DIRECTIVE: Recast the material below as a two-column CSV with the columns "text" and "answer", one row per item, each value in one quoted field with its line breaks replaced by spaces. Leave the pictures out.

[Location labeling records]
::::::::

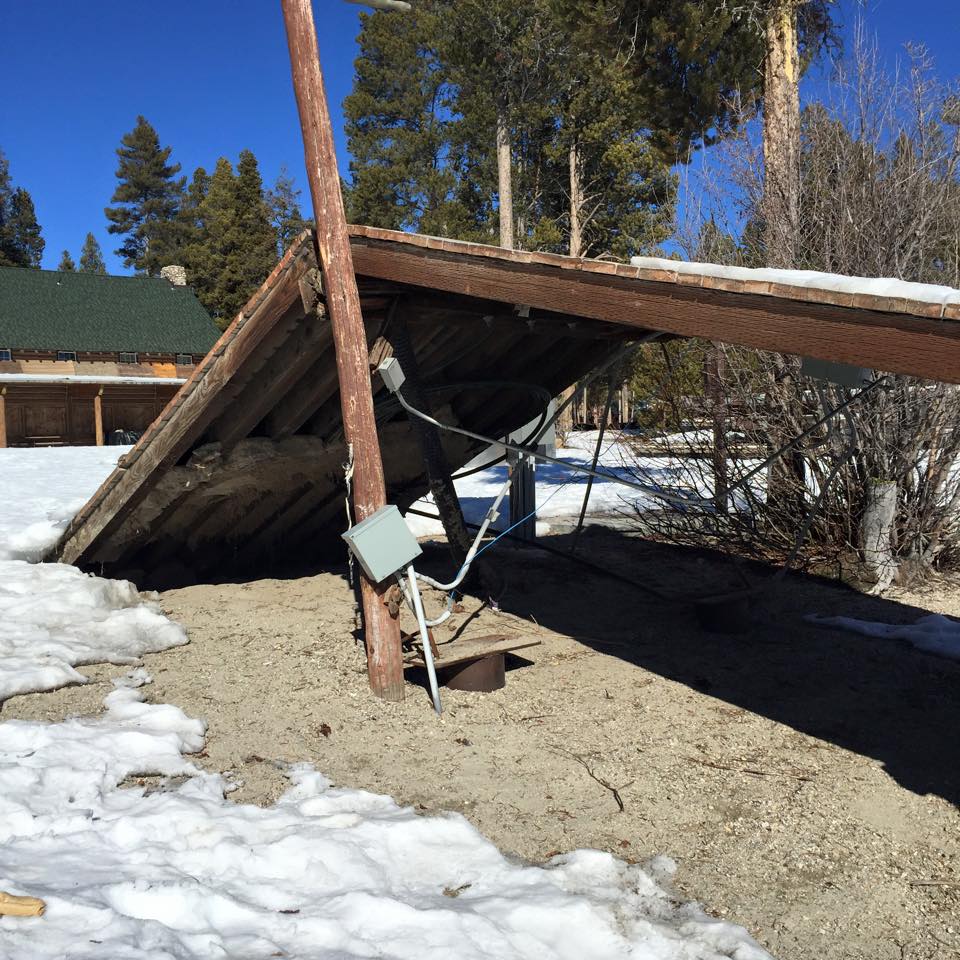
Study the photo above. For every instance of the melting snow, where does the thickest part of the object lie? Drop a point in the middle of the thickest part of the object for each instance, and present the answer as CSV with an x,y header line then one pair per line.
x,y
173,871
810,280
933,634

::::::::

ANSWER:
text,answer
"Study the photo above. For every instance of the melting snow, where does the thickest part of the object lie? Drop a point in the middle of the thickest part of the object for each instance, and present the answer as CSV with an x,y header line then one pair per line.","x,y 173,871 810,280 933,634"